WHAT YOU SHOULD DO> Pictures are not part of the answer. Return the lines from the one containing "Can you see the green shrub?" through the end of the data, both included, exactly as they appear.

DATA FOR PROCESSING>
┄┄┄┄┄┄┄┄┄┄

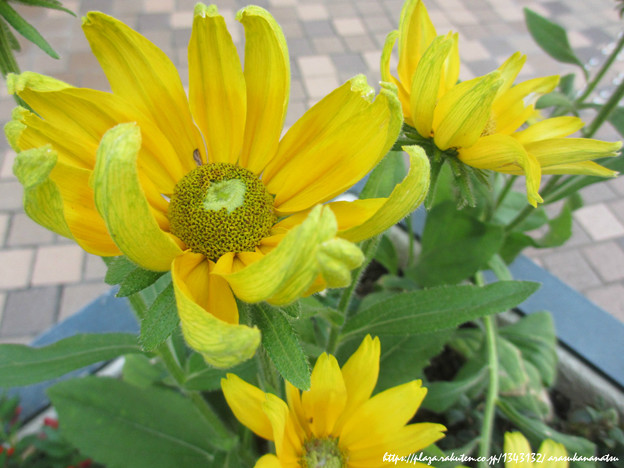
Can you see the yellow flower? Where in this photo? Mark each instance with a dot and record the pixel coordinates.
(481, 121)
(518, 453)
(203, 186)
(336, 420)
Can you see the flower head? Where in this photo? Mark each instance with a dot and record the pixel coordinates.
(484, 121)
(551, 454)
(337, 420)
(203, 186)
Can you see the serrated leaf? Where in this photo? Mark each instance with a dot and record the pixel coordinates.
(25, 29)
(138, 280)
(442, 395)
(551, 37)
(386, 175)
(121, 425)
(535, 336)
(160, 321)
(282, 345)
(454, 246)
(23, 365)
(426, 311)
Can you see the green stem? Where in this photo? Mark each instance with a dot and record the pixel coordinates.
(605, 111)
(368, 248)
(601, 73)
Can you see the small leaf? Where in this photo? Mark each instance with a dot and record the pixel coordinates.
(161, 320)
(282, 345)
(454, 246)
(551, 37)
(429, 310)
(386, 175)
(121, 425)
(25, 29)
(23, 365)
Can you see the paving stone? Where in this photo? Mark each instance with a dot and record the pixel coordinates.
(29, 311)
(607, 259)
(75, 297)
(11, 195)
(57, 264)
(572, 268)
(24, 231)
(610, 298)
(599, 222)
(15, 268)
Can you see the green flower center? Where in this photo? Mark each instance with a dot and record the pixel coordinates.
(322, 453)
(219, 208)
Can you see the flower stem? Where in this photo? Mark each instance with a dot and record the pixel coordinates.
(601, 73)
(369, 247)
(492, 390)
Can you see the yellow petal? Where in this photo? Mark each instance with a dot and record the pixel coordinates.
(550, 448)
(404, 199)
(267, 74)
(288, 270)
(216, 86)
(360, 374)
(503, 153)
(555, 127)
(121, 201)
(142, 75)
(221, 344)
(555, 151)
(268, 461)
(345, 135)
(42, 198)
(462, 113)
(416, 33)
(515, 443)
(246, 401)
(580, 168)
(426, 84)
(327, 397)
(385, 413)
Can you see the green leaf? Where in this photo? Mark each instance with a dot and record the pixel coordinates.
(535, 336)
(382, 180)
(429, 310)
(387, 255)
(161, 320)
(282, 345)
(23, 365)
(121, 425)
(551, 37)
(52, 4)
(537, 431)
(25, 29)
(204, 378)
(138, 280)
(442, 395)
(454, 246)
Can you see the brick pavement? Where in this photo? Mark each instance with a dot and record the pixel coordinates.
(45, 278)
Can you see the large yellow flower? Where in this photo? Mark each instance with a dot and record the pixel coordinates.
(336, 422)
(481, 121)
(203, 186)
(518, 453)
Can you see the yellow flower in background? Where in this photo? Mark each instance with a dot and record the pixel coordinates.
(519, 453)
(483, 121)
(203, 186)
(336, 423)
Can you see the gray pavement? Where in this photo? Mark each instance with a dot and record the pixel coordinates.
(45, 278)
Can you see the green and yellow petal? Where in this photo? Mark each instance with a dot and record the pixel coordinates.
(122, 203)
(222, 344)
(217, 94)
(267, 74)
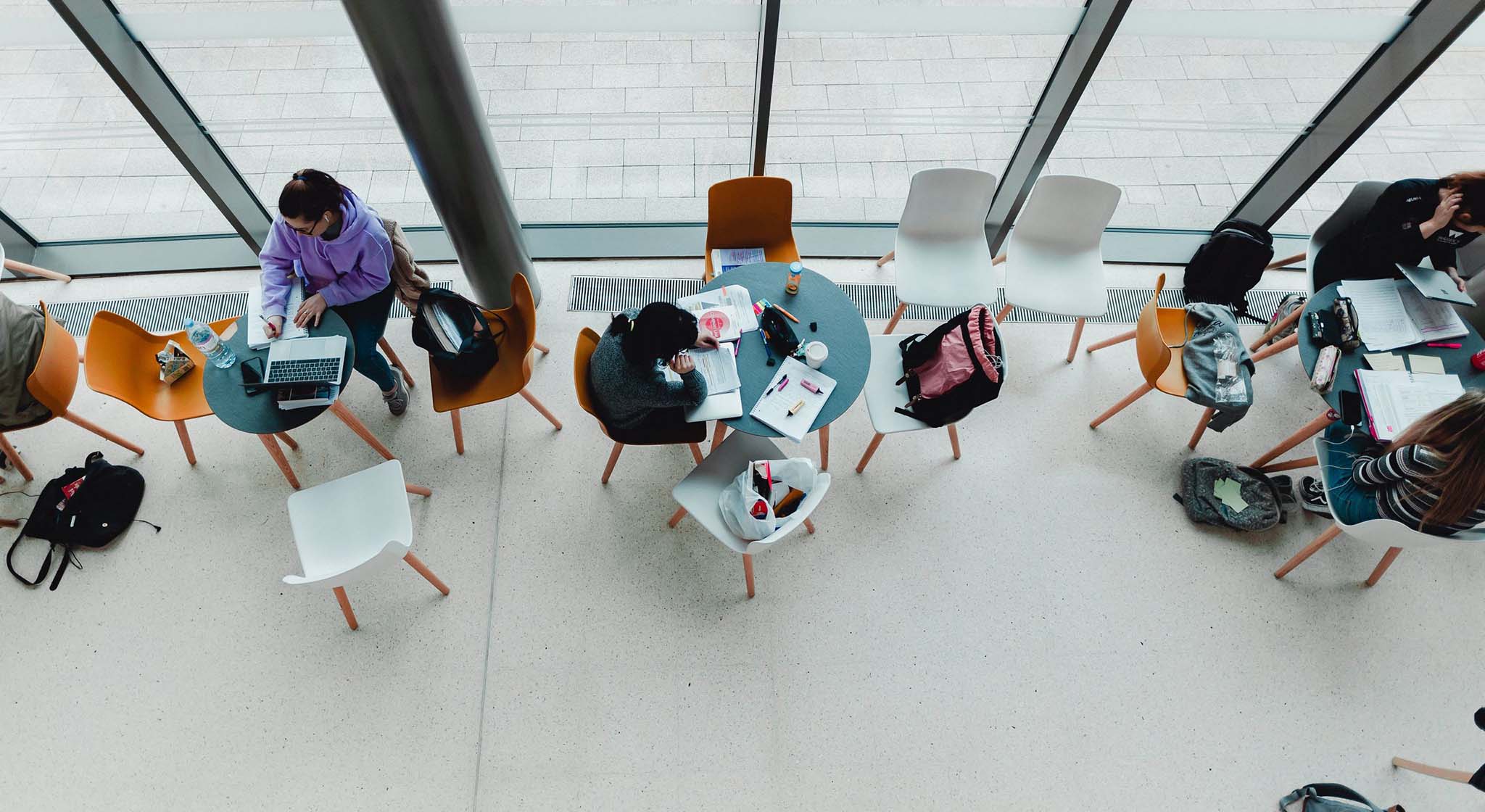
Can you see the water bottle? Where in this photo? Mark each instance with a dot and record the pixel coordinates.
(210, 344)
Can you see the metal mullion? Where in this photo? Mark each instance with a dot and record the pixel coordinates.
(1370, 92)
(149, 89)
(1070, 78)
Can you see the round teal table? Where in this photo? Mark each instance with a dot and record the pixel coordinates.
(841, 328)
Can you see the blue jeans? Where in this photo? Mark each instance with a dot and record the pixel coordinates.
(1350, 502)
(367, 323)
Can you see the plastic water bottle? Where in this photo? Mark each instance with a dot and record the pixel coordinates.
(210, 344)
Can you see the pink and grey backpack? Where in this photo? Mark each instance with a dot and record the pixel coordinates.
(954, 368)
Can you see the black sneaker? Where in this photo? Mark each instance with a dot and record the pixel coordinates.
(1312, 496)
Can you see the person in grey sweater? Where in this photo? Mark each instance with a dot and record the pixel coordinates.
(626, 368)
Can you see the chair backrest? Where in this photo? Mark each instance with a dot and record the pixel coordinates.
(1384, 530)
(54, 381)
(581, 378)
(1065, 212)
(1150, 344)
(750, 212)
(948, 202)
(1360, 201)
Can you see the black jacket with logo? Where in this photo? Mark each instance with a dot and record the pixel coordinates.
(1373, 246)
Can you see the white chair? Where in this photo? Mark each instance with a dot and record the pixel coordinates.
(352, 527)
(942, 254)
(1055, 257)
(884, 395)
(700, 490)
(1394, 535)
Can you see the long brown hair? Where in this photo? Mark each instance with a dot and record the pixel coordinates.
(1472, 204)
(1456, 432)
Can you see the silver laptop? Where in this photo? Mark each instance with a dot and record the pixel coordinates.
(305, 361)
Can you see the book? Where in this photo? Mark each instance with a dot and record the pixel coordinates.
(1395, 399)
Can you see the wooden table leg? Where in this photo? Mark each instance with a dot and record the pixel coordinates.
(184, 435)
(360, 428)
(1310, 429)
(15, 457)
(345, 608)
(278, 456)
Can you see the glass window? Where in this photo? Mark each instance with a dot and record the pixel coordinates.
(76, 160)
(1190, 107)
(868, 94)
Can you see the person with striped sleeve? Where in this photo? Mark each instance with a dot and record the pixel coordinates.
(1431, 478)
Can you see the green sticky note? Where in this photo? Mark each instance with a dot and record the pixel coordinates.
(1231, 494)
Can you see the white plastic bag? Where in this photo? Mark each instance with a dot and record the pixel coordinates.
(737, 501)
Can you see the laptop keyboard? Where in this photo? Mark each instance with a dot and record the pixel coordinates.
(305, 370)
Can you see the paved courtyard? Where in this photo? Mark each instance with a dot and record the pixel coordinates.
(634, 127)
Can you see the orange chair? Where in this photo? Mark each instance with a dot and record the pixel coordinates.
(1159, 339)
(505, 379)
(752, 212)
(52, 384)
(691, 434)
(119, 362)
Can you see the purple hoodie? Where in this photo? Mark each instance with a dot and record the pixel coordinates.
(347, 269)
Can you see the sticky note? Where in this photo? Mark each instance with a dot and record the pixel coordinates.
(1231, 494)
(1384, 361)
(1431, 364)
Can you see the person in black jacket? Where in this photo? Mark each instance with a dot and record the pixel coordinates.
(1411, 220)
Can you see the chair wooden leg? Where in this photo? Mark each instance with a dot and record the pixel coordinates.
(1276, 348)
(871, 449)
(15, 457)
(1323, 539)
(613, 457)
(1077, 336)
(184, 435)
(1463, 776)
(541, 409)
(898, 317)
(278, 456)
(102, 432)
(422, 569)
(345, 608)
(1381, 566)
(360, 428)
(1196, 435)
(1276, 328)
(1120, 406)
(386, 349)
(1119, 339)
(1310, 429)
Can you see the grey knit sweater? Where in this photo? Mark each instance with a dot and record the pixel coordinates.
(629, 394)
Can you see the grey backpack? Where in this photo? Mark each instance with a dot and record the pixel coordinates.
(1201, 490)
(1328, 798)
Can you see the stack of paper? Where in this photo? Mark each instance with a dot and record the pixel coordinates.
(774, 406)
(1397, 399)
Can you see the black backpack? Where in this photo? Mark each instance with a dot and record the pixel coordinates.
(921, 354)
(1228, 265)
(456, 333)
(85, 507)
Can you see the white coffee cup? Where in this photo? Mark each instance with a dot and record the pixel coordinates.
(816, 354)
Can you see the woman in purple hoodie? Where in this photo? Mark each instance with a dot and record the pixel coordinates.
(345, 260)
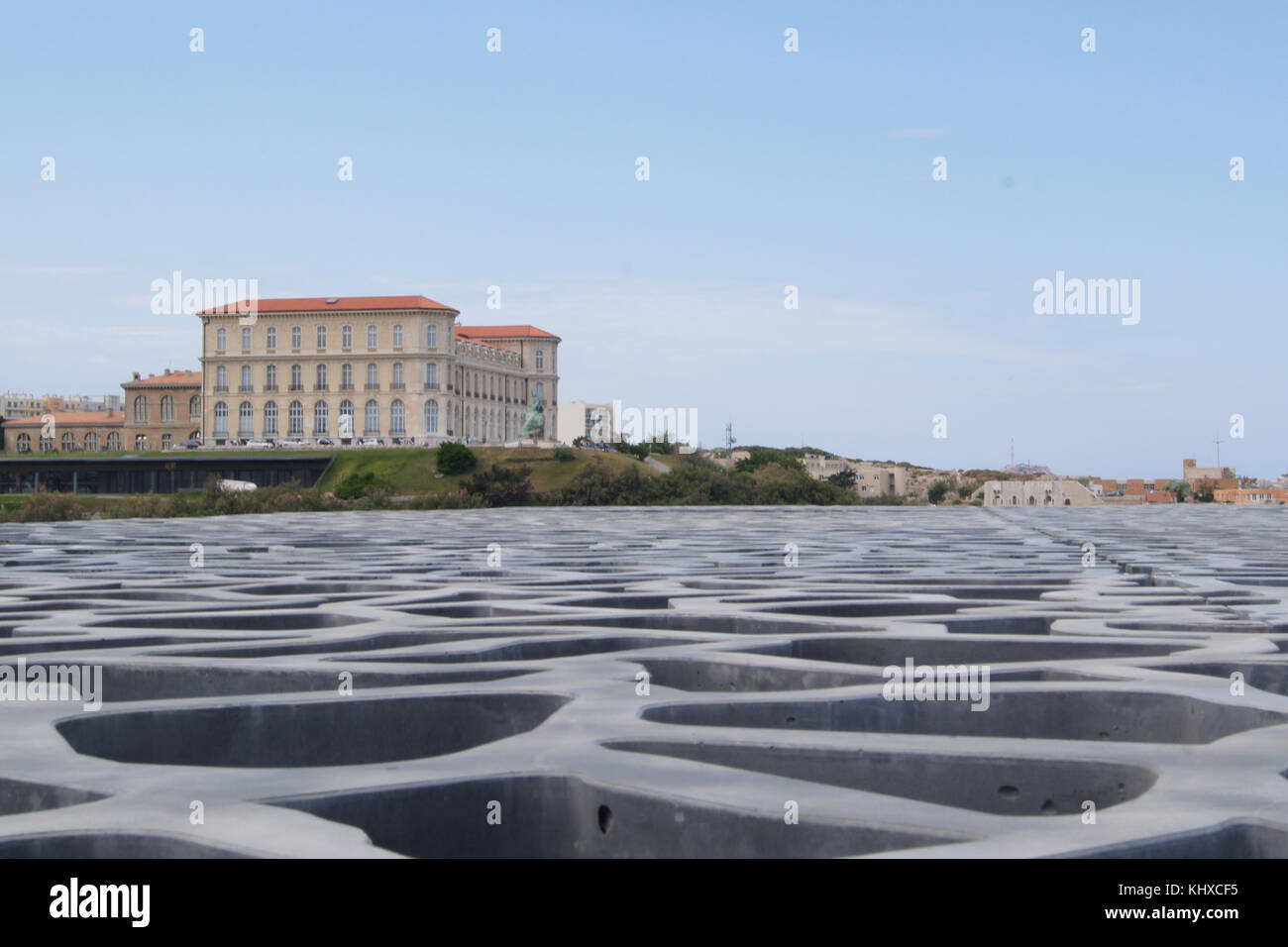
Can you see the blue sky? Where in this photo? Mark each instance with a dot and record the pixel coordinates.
(767, 169)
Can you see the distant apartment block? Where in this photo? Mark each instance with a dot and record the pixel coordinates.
(1041, 492)
(1250, 496)
(587, 419)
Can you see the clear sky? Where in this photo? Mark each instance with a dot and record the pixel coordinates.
(767, 169)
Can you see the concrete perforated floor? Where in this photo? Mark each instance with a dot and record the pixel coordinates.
(497, 705)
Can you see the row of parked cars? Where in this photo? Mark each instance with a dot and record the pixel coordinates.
(295, 442)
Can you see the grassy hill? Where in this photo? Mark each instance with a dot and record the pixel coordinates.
(412, 471)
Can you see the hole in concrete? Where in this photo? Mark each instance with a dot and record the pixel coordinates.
(883, 651)
(702, 676)
(18, 795)
(237, 621)
(561, 817)
(142, 682)
(1239, 839)
(1102, 714)
(353, 731)
(110, 845)
(995, 785)
(541, 650)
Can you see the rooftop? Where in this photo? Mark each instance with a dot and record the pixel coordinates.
(333, 303)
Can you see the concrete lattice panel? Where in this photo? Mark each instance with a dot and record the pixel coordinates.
(498, 699)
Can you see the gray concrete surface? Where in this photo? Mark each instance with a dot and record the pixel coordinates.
(497, 702)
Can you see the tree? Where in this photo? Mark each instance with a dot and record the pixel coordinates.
(501, 486)
(454, 458)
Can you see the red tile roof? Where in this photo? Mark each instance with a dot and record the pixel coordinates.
(503, 333)
(342, 304)
(179, 379)
(99, 418)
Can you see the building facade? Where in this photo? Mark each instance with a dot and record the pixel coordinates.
(161, 411)
(587, 419)
(370, 367)
(870, 479)
(1041, 492)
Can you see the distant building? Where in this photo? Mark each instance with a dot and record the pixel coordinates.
(162, 411)
(871, 479)
(1039, 492)
(587, 419)
(1250, 496)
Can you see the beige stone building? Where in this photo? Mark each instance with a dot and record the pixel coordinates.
(870, 479)
(393, 367)
(161, 411)
(1039, 492)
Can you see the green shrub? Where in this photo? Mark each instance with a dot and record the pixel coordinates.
(454, 458)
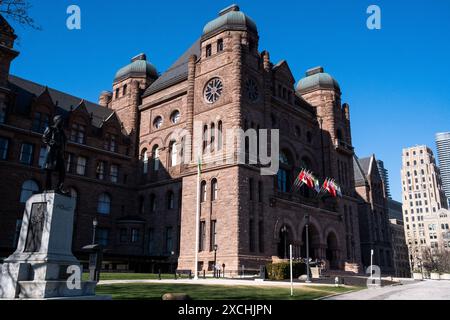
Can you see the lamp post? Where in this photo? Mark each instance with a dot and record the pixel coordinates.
(215, 260)
(321, 144)
(308, 279)
(284, 231)
(94, 228)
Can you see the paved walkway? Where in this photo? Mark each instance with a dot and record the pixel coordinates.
(226, 282)
(423, 290)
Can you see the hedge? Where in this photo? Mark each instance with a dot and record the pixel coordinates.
(281, 270)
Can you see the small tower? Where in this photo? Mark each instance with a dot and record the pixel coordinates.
(128, 85)
(7, 53)
(323, 92)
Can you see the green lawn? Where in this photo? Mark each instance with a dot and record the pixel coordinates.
(215, 292)
(132, 276)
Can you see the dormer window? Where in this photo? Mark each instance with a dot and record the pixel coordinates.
(111, 143)
(2, 113)
(77, 133)
(220, 45)
(40, 122)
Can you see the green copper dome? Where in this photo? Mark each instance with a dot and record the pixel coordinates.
(316, 78)
(230, 18)
(139, 66)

┄┄┄┄┄┄┄┄┄┄

SOLUTION FOR THIS TASK>
Can you see the green shrub? Where in this photo? Mark each instance with a dot and record the pixel coordinates.
(454, 458)
Can you see the lamp post? Where in this photo? Mark each instance with a dot and record the pixel coordinates.
(215, 260)
(321, 144)
(308, 279)
(284, 231)
(94, 228)
Can you see the paved walkway? Where in this photo? Mark each instance with a dot and record the pixel coordinates.
(226, 282)
(423, 290)
Can you see the hedge? Where in this photo? Mark each instance with a dot and record the pixel coordinates.
(281, 270)
Can you see the small tower? Where in this photo? Mark each instance with a dot and record the pixel coordinates.
(128, 85)
(7, 53)
(323, 92)
Can you see the green lawn? Where in this photo? Mark each instance with a dot and record the pixel coordinates.
(215, 292)
(132, 276)
Can you see the dormer window? Where in this photo? Mark each instance with a dot and record the pixel coordinates.
(111, 143)
(2, 113)
(77, 133)
(220, 45)
(40, 122)
Can you see the green copper dome? Where in this photo? Mark each instance with a dot and record the pixel coordinates.
(316, 78)
(230, 18)
(139, 66)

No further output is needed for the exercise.